WHAT IS EXPECTED: Among the entries, which lines carry the string "foliage"? Copy each of them.

SUPPLIED INFORMATION:
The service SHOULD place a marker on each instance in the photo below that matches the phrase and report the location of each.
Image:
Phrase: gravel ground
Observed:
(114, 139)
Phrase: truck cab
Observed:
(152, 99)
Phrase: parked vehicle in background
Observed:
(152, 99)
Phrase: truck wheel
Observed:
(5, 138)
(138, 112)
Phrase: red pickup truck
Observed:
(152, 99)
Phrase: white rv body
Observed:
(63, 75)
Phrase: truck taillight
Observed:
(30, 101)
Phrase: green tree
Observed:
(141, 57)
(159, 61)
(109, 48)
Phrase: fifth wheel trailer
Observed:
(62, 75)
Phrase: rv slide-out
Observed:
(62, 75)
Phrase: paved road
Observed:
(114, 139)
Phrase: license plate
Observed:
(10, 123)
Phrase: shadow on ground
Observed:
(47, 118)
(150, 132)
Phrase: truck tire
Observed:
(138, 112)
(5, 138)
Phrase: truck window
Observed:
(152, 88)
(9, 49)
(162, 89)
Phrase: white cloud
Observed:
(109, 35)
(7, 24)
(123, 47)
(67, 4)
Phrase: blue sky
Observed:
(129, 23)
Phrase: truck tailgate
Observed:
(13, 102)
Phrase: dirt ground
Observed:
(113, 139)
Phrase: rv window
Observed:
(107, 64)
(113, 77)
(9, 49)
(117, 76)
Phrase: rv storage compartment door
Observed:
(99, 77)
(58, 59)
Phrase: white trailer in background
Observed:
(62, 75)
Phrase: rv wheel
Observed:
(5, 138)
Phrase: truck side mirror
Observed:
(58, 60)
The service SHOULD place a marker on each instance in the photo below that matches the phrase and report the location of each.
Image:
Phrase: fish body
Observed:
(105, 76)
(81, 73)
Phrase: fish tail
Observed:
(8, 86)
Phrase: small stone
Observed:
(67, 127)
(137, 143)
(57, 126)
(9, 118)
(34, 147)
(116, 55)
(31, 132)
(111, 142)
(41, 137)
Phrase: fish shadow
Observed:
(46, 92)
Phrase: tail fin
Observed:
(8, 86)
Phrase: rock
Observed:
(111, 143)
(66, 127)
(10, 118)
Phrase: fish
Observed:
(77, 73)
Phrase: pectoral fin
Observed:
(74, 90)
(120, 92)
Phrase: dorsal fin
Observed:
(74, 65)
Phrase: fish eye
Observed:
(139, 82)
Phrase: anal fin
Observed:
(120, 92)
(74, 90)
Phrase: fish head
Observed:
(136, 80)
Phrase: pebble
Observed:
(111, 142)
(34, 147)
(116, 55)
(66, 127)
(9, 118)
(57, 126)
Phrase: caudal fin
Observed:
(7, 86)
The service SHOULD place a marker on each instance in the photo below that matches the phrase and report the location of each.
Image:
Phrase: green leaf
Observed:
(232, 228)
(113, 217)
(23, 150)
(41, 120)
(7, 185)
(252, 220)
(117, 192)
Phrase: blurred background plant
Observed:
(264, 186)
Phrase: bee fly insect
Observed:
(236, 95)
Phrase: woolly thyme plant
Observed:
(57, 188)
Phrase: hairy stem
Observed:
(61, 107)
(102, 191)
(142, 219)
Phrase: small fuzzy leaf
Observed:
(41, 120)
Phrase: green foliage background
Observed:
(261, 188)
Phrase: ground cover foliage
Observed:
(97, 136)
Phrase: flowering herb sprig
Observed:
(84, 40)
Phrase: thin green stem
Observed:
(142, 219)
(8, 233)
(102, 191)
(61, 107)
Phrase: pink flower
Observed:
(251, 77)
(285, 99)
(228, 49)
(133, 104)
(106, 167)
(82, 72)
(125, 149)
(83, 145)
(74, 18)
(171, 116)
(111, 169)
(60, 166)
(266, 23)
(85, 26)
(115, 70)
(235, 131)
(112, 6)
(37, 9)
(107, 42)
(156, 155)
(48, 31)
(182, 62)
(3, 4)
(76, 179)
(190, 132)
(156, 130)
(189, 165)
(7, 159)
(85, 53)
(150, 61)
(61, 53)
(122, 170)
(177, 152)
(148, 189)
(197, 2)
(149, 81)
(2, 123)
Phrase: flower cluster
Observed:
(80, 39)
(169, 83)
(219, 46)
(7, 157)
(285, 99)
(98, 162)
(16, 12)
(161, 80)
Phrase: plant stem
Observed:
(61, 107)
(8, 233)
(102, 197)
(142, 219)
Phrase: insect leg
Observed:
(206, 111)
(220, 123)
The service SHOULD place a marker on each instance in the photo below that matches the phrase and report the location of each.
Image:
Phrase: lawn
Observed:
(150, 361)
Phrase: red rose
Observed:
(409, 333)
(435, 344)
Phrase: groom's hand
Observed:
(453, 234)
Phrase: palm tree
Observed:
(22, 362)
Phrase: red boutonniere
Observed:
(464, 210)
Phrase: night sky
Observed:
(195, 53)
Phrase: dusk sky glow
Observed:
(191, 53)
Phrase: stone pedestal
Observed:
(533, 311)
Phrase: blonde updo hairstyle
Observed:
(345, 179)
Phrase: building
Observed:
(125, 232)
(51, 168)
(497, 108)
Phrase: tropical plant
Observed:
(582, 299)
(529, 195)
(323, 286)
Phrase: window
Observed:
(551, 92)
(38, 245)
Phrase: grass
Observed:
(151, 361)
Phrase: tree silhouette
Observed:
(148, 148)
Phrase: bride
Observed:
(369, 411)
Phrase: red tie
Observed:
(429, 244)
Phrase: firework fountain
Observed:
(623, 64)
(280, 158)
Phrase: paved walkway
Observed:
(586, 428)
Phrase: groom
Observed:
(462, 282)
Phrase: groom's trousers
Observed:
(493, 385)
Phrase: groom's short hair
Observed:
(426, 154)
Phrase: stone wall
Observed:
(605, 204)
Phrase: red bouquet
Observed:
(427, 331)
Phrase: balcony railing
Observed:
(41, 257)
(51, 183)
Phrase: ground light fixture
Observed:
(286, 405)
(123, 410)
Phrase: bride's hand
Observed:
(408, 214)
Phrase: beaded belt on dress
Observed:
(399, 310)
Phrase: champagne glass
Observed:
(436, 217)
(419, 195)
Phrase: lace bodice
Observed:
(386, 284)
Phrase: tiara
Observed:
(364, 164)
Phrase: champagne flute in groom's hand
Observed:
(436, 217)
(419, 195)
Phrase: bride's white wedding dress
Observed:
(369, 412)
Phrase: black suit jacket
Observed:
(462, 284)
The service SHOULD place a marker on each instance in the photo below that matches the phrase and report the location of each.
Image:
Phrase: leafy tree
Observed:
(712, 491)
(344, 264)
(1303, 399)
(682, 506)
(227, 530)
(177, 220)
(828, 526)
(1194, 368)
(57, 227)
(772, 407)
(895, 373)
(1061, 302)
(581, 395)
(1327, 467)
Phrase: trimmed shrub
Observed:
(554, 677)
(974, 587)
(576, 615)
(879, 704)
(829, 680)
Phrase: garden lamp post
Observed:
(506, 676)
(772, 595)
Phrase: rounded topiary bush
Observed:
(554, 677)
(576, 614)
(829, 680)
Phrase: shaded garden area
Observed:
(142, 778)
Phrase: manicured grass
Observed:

RESULT FOR THIS TASK:
Phrase: green foliage background
Phrase: ground cover foliage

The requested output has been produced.